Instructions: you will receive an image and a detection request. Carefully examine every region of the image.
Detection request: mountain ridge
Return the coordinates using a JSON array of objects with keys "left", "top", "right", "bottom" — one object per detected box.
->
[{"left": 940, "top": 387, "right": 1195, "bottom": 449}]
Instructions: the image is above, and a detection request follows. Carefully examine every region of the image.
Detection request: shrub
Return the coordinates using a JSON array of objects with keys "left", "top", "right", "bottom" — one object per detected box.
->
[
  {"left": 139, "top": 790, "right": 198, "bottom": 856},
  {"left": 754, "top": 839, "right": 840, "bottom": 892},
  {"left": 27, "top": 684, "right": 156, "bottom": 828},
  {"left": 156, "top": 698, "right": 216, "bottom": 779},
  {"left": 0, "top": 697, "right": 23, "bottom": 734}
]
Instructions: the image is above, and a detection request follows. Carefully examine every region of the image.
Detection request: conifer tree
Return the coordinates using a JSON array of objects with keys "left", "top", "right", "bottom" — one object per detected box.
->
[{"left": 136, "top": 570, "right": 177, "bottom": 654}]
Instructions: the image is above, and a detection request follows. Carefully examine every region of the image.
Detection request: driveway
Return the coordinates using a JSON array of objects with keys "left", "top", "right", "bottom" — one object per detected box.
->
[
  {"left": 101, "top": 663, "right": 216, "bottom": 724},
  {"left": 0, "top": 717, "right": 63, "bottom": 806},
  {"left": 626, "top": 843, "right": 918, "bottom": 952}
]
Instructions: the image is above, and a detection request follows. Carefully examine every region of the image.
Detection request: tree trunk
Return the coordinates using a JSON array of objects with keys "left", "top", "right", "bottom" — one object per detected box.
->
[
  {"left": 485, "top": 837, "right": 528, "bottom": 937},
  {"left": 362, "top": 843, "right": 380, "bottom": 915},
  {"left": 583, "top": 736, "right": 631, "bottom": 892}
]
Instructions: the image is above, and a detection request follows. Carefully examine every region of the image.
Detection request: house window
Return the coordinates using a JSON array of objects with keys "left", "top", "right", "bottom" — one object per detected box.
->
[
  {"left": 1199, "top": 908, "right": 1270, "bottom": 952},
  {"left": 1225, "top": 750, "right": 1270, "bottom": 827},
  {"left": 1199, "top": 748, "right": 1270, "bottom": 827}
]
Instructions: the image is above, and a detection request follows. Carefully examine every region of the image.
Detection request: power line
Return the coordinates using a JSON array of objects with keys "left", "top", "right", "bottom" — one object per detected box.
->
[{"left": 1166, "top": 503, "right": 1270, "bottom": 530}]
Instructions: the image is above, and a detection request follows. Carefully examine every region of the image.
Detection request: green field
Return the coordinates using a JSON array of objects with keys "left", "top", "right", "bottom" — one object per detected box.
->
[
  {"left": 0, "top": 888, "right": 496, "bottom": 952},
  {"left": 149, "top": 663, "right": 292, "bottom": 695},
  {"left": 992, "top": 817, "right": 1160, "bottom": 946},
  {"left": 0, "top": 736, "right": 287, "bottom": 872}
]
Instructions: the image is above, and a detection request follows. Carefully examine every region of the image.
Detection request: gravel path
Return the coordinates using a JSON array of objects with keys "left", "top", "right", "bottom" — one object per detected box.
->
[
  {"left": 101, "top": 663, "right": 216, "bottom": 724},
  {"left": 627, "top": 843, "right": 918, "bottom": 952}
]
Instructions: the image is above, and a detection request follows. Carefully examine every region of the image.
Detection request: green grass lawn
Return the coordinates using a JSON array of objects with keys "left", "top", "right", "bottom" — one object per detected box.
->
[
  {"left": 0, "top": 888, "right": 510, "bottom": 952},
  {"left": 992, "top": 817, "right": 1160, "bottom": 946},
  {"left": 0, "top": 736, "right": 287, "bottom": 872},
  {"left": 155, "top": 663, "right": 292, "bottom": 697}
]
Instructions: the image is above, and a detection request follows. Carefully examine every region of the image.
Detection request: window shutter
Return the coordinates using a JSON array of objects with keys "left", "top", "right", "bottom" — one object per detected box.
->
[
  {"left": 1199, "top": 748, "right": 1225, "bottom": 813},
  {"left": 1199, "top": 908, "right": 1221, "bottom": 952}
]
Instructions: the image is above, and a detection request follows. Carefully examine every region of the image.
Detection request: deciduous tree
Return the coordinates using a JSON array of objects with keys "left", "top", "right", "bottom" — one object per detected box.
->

• • •

Problem to solve - Pick out every line of the data above that contains the word "green" and copy each of those lines in full. Case counts.

Solution to this exercise -
Detection request: green field
Detection request: green grass lawn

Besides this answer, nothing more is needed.